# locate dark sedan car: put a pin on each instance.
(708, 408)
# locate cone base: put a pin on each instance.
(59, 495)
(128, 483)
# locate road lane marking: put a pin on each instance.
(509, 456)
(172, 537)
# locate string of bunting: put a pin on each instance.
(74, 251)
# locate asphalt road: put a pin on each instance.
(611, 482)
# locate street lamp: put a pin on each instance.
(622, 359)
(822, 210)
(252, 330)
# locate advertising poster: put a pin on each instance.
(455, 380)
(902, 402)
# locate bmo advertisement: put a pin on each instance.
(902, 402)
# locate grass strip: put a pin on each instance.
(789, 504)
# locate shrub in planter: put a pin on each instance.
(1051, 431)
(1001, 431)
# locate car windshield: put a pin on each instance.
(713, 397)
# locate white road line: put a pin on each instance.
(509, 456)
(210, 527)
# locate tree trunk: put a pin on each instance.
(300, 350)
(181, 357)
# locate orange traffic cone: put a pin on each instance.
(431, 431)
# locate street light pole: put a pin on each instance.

STATED GOAL: Arrange the listing above as a JSON list of strings, one string per line, with blank lines omitted.

COMPLETE OUTPUT:
[
  "# locate dark sedan car: put a pin on each instance.",
  "(708, 408)",
  "# locate cone base: put a pin on each instance.",
  "(59, 495)",
  "(128, 483)",
  "# locate road lane marking: put a pin on each instance.",
  "(509, 456)",
  "(172, 537)",
  "# locate string of bunting: put a pin on each instance.",
  "(74, 251)",
  "# locate asphalt road: put a pin on each instance.",
  "(611, 482)",
  "# locate street lamp: put a pin on each instance.",
  "(622, 359)",
  "(822, 210)",
  "(252, 330)",
  "# locate advertising poster: put a pin on each instance.",
  "(455, 380)",
  "(902, 402)",
  "# locate bmo advertisement: put a pin on each instance.",
  "(902, 402)",
  "# locate grass strip: put a pin on each instance.",
  "(789, 504)",
  "# locate shrub in planter: put a pin on each instance.",
  "(1051, 431)",
  "(1001, 431)",
  "# locate car windshield: put a pin on each instance.",
  "(713, 397)",
  "# locate white road line: put a pin on each instance.",
  "(509, 456)",
  "(210, 527)",
  "# locate tree trunk: put a pin on each instance.",
  "(300, 350)",
  "(181, 357)",
  "# locate orange traffic cone: put a pin on each instance.",
  "(431, 431)",
  "# locate street light pole: put a pin on each instance."
]